◆ **Saved entries**:

++++++++++

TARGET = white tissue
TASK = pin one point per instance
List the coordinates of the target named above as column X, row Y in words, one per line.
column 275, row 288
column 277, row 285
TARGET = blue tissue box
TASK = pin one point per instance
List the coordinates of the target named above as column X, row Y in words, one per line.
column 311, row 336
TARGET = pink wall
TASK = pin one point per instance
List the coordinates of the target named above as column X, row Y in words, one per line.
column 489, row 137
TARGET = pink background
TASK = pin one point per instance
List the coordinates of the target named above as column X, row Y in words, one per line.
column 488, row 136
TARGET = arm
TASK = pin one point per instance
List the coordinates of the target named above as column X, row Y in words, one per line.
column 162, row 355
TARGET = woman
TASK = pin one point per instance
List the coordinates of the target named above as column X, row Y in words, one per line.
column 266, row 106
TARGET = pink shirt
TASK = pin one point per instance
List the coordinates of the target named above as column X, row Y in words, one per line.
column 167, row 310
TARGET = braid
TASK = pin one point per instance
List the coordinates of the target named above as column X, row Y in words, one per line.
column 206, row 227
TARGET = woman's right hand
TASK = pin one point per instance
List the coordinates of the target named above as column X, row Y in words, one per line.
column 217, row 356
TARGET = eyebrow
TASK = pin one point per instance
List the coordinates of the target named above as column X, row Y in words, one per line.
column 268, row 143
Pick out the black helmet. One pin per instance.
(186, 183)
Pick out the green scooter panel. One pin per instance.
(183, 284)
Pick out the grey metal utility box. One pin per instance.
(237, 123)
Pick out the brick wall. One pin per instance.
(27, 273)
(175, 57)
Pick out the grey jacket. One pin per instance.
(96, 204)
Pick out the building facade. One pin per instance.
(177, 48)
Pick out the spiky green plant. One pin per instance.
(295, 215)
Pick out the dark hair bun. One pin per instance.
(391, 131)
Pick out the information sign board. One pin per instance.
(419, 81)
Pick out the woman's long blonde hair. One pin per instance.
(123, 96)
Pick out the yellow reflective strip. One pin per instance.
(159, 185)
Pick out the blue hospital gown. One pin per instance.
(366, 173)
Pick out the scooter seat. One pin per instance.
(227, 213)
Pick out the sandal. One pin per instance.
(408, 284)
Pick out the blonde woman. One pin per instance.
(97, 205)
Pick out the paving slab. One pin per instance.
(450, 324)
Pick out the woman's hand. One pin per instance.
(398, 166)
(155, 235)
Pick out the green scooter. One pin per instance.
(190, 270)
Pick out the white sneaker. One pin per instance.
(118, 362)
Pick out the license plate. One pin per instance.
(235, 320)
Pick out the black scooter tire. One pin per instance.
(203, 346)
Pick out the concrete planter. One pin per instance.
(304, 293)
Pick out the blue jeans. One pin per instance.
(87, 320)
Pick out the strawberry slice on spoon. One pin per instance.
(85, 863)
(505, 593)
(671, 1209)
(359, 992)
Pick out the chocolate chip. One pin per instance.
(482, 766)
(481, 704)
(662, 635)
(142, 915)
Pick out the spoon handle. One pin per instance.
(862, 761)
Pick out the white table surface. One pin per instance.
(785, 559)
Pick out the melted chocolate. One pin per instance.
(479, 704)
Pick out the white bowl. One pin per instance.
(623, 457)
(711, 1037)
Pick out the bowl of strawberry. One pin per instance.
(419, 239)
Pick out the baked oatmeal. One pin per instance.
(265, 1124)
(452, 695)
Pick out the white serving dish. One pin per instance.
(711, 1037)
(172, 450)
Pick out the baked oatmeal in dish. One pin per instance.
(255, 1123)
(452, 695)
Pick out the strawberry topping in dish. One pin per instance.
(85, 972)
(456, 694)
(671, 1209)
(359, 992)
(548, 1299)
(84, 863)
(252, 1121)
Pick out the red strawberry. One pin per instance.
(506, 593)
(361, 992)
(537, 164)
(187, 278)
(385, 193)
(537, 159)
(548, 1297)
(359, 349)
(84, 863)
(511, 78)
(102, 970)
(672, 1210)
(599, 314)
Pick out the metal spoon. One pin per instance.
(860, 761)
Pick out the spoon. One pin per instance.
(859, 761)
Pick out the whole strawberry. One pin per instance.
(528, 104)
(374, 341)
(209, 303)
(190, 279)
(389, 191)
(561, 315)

++++++++++

◆ **Your assignment**: Transcribe only what runs from the line with "Pick out the spoon. One pin per instance." to the last line above, keeping every line exactly as written.

◆ **Expected answer**:
Pick out the spoon. One pin per instance.
(859, 761)
Pick out the whole strawberry. One pin per instance.
(528, 104)
(374, 341)
(209, 303)
(190, 279)
(389, 191)
(561, 315)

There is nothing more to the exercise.